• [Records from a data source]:
● ● ●

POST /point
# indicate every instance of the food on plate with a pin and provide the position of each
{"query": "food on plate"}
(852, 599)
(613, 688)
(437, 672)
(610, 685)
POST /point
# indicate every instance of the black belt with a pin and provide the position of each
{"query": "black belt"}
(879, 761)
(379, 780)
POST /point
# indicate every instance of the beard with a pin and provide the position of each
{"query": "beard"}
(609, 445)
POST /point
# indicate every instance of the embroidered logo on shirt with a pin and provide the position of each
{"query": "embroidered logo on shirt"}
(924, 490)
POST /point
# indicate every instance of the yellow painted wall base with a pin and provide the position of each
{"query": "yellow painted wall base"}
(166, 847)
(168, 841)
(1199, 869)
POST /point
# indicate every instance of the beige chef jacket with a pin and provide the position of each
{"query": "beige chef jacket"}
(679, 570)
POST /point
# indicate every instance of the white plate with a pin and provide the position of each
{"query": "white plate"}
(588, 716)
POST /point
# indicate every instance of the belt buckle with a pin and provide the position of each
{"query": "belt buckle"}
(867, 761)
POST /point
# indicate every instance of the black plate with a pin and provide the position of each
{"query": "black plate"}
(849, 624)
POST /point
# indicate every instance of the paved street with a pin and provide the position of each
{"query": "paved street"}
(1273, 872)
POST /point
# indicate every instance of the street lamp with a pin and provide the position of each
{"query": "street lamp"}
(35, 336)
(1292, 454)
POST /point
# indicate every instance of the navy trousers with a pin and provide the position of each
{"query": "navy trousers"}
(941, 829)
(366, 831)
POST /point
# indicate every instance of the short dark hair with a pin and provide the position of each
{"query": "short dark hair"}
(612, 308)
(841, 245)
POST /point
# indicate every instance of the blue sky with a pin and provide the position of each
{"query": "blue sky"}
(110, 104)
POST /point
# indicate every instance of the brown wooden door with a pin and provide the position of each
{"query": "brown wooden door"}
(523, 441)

● ● ●

• [Stated problem]:
Would you reproduce the material above in full, exactly as given?

• [Result for this exercise]:
POST /point
# indicate every instance of the food on plate with a pin and provide the position of each
{"query": "food on plate"}
(852, 599)
(613, 688)
(437, 672)
(610, 685)
POST /point
# indicate every instance of the black belt with a pin and provide the position of each
{"query": "black belt"}
(879, 761)
(379, 780)
POST /point
# indicate every instance of the beard with a pin and provide the position of each
{"query": "beard"}
(609, 445)
POST /point
# indicate every instance of the embroidered logo on shirt with a pin and provide the position of each
{"query": "embroidered logo on shirt"}
(924, 490)
POST /point
# indicate every instance of the yellow painted wall base with a pin and provide the position of each
{"query": "yellow painted wall base"}
(166, 847)
(168, 841)
(1199, 869)
POST /point
# indicate every instance of the beige chef jacket with a pin and provide the position of each
{"query": "beige chef jacket"}
(679, 570)
POST /point
# indicate every instance of the white plate with a pin and provide the position of each
{"query": "white plate"}
(588, 716)
POST /point
# indicate every instance of the belt buckle with a pin and provide the position of each
{"query": "belt buckle"}
(867, 761)
POST /point
# indicate every instance of the black plate with a pin and provide the position of each
{"query": "black plate"}
(849, 624)
POST /point
# indicate every instance of the paved street with a pin and provide the position of each
{"query": "paved street"}
(1273, 872)
POST /point
# indicate every instance of the street lamp with a pin and provide the position of each
{"query": "street lamp"}
(35, 336)
(1292, 454)
POST /point
# indicate every instance of the navy trousers with a pin and provide the position of each
{"query": "navy trousers"}
(941, 829)
(366, 831)
POST /point
# indicate every instance of the short dark hair with a pin and provide the position of each
{"query": "short dark hair"}
(612, 308)
(841, 245)
POST /point
# indicate every instance of the blue sky with a pin and provide the position of each
{"query": "blue sky"}
(110, 104)
POST /point
# indicate every instance of the brown wooden door with a pin and provide the position of each
{"query": "brown wooden door"}
(523, 441)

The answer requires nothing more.